WHAT YOU SHOULD DO. A single figure is required: the number of lines below in which the word "filling" occurs.

[Collection entries]
===
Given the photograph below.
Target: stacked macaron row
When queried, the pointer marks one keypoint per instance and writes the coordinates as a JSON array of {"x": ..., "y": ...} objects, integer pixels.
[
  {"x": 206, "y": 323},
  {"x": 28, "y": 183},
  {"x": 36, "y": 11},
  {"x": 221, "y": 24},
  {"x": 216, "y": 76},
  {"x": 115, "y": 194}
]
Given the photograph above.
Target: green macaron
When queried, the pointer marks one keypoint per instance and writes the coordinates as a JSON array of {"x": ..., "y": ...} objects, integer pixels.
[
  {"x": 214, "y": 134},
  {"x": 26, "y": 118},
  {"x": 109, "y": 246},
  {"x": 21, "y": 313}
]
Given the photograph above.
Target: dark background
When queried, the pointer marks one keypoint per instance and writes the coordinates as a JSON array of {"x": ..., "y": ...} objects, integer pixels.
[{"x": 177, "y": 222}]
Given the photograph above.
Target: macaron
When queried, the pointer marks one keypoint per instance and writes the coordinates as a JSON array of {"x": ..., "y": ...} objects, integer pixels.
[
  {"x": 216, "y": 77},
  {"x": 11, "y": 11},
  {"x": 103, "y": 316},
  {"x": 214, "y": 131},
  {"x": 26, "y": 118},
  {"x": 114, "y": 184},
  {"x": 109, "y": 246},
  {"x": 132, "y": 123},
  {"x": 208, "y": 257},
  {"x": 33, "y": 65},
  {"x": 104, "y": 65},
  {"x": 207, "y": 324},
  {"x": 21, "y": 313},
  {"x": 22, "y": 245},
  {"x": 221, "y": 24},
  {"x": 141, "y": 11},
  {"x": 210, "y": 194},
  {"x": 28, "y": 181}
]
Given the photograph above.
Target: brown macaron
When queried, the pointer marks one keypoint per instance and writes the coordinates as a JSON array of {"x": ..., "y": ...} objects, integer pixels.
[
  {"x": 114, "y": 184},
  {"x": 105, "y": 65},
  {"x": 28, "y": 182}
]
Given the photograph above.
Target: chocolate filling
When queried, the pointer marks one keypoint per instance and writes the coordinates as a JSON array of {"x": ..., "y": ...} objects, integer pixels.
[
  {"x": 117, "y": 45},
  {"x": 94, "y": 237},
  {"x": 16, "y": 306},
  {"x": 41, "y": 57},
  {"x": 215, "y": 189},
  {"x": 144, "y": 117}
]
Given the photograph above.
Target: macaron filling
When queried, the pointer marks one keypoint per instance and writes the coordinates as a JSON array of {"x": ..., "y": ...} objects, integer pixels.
===
TASK RESPONSE. 2